**DIRECTIVE:**
The Spark Connect caching post below defines a function called fetch_table. List every option name it passes to `.option(...)`.

**PASSAGE GIVEN:**
====

I am trying to test spark-connect from python. Spark version is 3.5.0. I deployed standalone spark-cluster on few nodes and deploy spark-connect. When i do:
In [133]: df = spark.range(15)
In [134]: df.is_cached
Out[134]: False
In [135]: df.cache()
Out[135]: DataFrame[id: bigint]
In [136]: df.is_cached
Out[136]: True
it works fine.
But when i use jdbc-relation .cache() or .persist are ignored.
def fetch_table(spark, table_name: str):
return (
spark.read
.format("jdbc")
.option("url", PG_DSN)
.option('user', options["user"])
.option('password', options["password"])
.option("driver", "org.postgresql.Driver")
.option("fetchsize", 1_000_000)
.option('dbtable', table_name)
.load()
)
loc = fetch_table(spark, 'loc')
In [137]: loc = fetch_table(spark, 'loc')
In [138]: loc.is_cached
Out[138]: False
In [139]: loc.cache()
Out[139]: DataFrame[code: string, loc_type: int]
In [140]: loc.is_cached
Out[140]: False
In [141]: loc.persist()
Out[141]: DataFrame[code: string, loc_type: int]
In [142]: loc.storageLevel
Out[142]: StorageLevel(False, False, False, False, 1)
When i tested it without spark-connect it works fine. Cache and persist marked as supported by spark-connect.
Any ideas why doesnot it work?

====

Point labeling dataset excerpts
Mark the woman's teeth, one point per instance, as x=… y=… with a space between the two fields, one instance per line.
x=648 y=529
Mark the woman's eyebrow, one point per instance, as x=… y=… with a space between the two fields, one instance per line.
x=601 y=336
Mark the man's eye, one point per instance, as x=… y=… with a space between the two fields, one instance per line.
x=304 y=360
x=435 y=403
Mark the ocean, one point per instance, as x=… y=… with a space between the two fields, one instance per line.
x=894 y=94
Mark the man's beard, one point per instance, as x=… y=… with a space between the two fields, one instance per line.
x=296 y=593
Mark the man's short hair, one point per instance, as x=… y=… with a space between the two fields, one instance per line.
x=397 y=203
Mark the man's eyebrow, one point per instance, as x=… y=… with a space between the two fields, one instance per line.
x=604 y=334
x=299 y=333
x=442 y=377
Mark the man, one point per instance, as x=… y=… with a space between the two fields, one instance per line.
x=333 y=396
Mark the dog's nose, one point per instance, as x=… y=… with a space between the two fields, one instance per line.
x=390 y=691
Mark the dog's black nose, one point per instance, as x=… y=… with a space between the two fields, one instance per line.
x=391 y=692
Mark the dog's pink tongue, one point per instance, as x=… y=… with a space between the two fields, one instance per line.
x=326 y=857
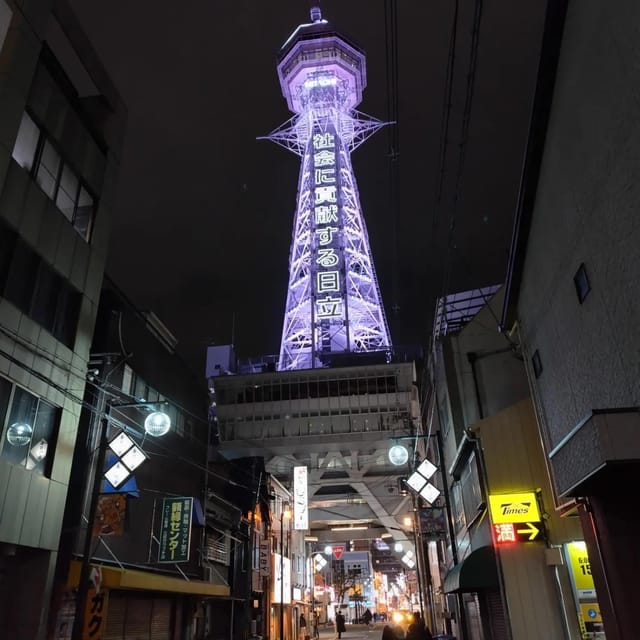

====

**OUTPUT OF THE TASK:**
url, user, password, driver, fetchsize, dbtable